### Problem to solve
Copy out the lines below, requests included, but multiply every point coordinate in the answers by 0.35 and round it to a whole number, rounding halves up. Leave the pictures out.

### Provided information
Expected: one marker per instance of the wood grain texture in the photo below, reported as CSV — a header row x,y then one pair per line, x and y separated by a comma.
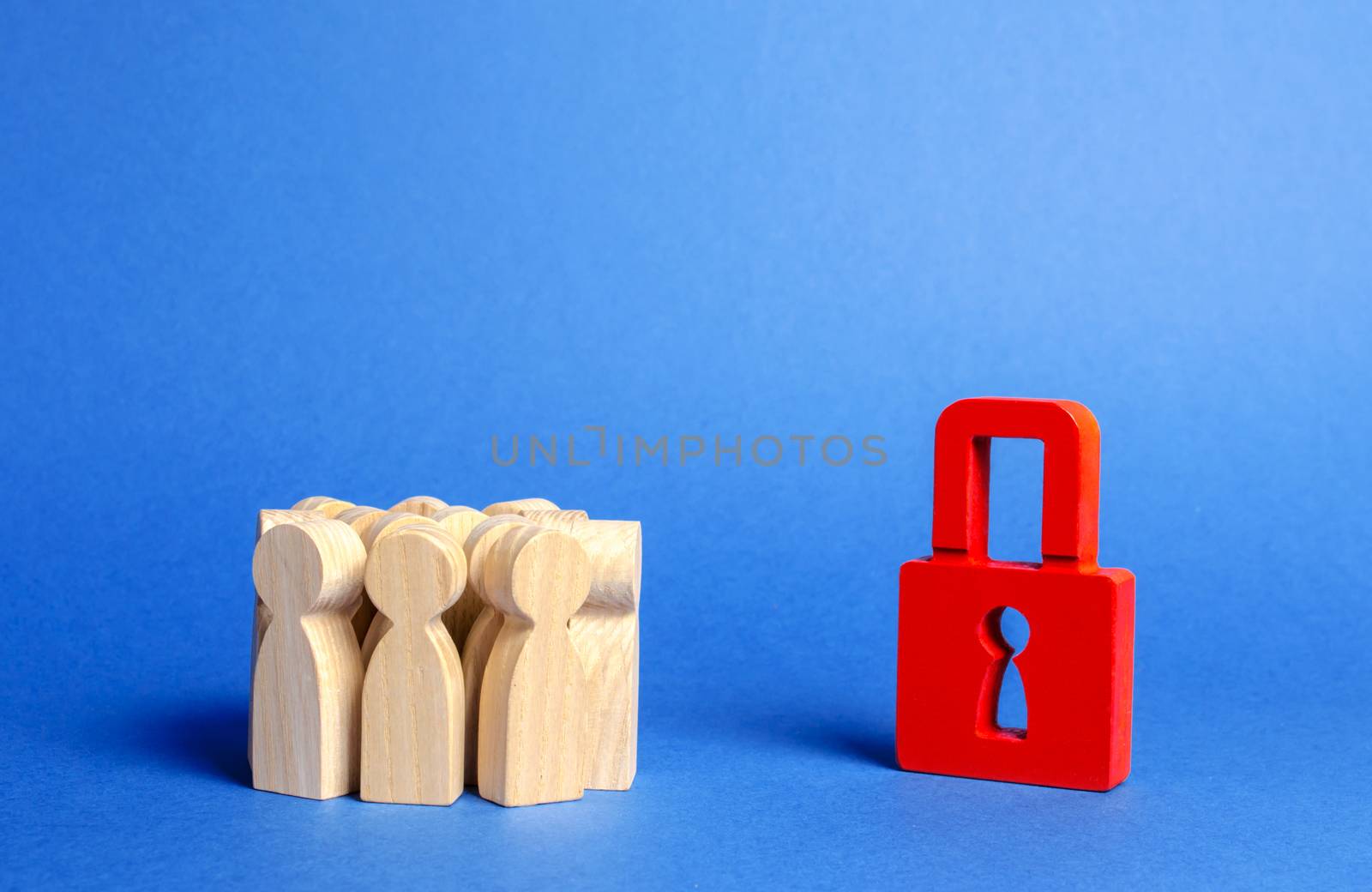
x,y
519,507
268,518
556,518
383,526
324,504
460,521
605,635
425,505
480,638
361,519
308,685
412,697
533,715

### Expected output
Expected: one marker per instance of the wood grain texture in the photo below, reported as CSV — a header row x,y then one pair per line, x and y separated by a comma.
x,y
182,177
94,181
195,181
134,184
113,176
161,182
212,222
149,177
168,223
126,182
108,240
144,244
187,250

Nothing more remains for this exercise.